> Things to do:
1. From the article below on the brothers' resentencing, list every person whose own words are given inside quotation marks.
2. Output the passage of the article on the brothers' resentencing starting at "Anamaria Baralt, often" and ending at "Beverly Hills mansion.".
— start of Extract provided —
After deciding they should be resentenced, Jesic allowed each brother to speak to the court over a Zoom call from prison. In tearful addresses that drew sobs from the relatives who have been fighting for their release for years, Erik and Lyle said they took full responsibility for their crimes.
Erik called the murders “an atrocious act of brutality against two people who had every right to live.”
“I have no excuse, no justification, for what I did,” he said.
“I take full responsibility for all my choices … the choice to point a gun at my mom and dad … the choice to reload … the choice to run and to hide and to do anything I could to get away,” a tearful Lyle said moments earlier.
Jesic’s decision ended an eight-month saga that started when then-Dist. Atty. George Gascón filed a petition for the brothers to be resentenced late last year, and followed an emotional day of testimony.
Anamaria Baralt, often wiping away tears, testified Tuesday that the relatives of victims Jose and Kitty Menendez wanted a judge to give her two cousins a lesser sentence than life without parole for the 1989 murders inside their Beverly Hills mansion.
“We all on both sides of the family say 35 years is enough,” she said in the courtroom. “They are universally forgiven by both sides of their families.”
The hearing was the culmination of years of advocacy by the family to free the brothers, who were convicted of first-degree murder.
Defense attorney Mark Geragos asked Jesic to resentence the brothers to manslaughter, arguing they shot their parents to death out of fear their father might kill them to cover up years of sexual abuse. But instead, Jesic’s ruling aligned with a request made last year by Gascón. The reduced sentence of 50 years to life makes them eligible for parole under the state’s youthful offender law because they were under the age of 26 at the time of the murders.
“I want to give a hat tip to Judge Jesic who was able to cancel out all the noise surrounding this, all of the grandstanding, all of the political back and forth, and he did what the code section said,” Geragos said late Tuesday. “He did what justice said should happen.”
A parole hearing will likely be scheduled in the coming months. But Gov. Gavin Newsom could also grant them clemency if he honors a pending request. A hearing on that matter is currently scheduled for June 13.
— end of Extract provided —
— start of Data shown —
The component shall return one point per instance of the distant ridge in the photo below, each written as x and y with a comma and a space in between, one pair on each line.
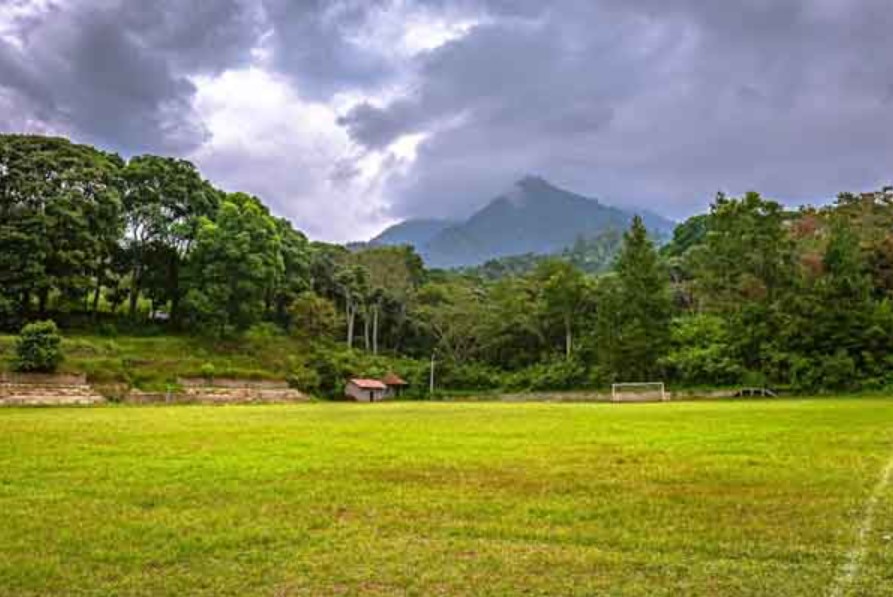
— end of Data shown —
> Solutions to the exercise:
1.
- Erik
- Lyle
- Anamaria Baralt
- Mark Geragos

2.
Anamaria Baralt, often wiping away tears, testified Tuesday that the relatives of victims Jose and Kitty Menendez wanted a judge to give her two cousins a lesser sentence than life without parole for the 1989 murders inside their Beverly Hills mansion.